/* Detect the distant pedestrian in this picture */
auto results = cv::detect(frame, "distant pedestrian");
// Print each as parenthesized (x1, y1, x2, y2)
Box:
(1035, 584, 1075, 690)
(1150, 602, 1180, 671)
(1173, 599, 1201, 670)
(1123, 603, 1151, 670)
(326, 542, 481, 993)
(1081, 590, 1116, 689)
- - - - - - -
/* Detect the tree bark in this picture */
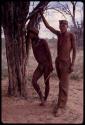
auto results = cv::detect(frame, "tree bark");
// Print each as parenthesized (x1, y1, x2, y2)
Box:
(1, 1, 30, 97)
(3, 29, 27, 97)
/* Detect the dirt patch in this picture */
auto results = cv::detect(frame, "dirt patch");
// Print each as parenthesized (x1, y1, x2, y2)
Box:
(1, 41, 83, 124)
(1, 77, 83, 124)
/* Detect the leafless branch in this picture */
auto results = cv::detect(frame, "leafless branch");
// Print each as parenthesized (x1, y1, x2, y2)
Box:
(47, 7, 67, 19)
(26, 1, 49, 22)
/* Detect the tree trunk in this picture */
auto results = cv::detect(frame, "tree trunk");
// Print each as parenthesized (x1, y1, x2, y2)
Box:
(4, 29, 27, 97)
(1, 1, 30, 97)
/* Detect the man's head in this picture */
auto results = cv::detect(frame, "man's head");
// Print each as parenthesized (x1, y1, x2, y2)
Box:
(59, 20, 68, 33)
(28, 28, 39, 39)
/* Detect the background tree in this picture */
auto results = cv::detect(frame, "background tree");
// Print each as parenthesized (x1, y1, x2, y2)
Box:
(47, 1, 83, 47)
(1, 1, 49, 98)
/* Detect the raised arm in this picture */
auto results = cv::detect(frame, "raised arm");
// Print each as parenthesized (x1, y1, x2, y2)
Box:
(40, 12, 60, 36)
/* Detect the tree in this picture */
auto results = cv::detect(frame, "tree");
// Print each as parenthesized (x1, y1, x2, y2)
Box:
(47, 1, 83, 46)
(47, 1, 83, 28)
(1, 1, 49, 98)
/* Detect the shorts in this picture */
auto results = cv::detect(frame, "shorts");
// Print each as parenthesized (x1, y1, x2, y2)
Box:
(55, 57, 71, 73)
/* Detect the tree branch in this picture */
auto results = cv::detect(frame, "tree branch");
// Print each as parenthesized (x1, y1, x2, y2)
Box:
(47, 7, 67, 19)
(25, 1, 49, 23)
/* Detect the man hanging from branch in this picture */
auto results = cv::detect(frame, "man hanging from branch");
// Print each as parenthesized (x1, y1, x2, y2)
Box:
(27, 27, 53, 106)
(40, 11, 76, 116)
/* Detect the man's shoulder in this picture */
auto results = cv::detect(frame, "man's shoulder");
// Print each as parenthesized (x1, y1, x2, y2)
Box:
- - - - - - -
- **Exercise prompt**: Wherever a line of the listing above contains the string "hanging", copy that line.

- **Finished task**:
/* Detect the man hanging from branch in this picture */
auto results = cv::detect(frame, "man hanging from branch");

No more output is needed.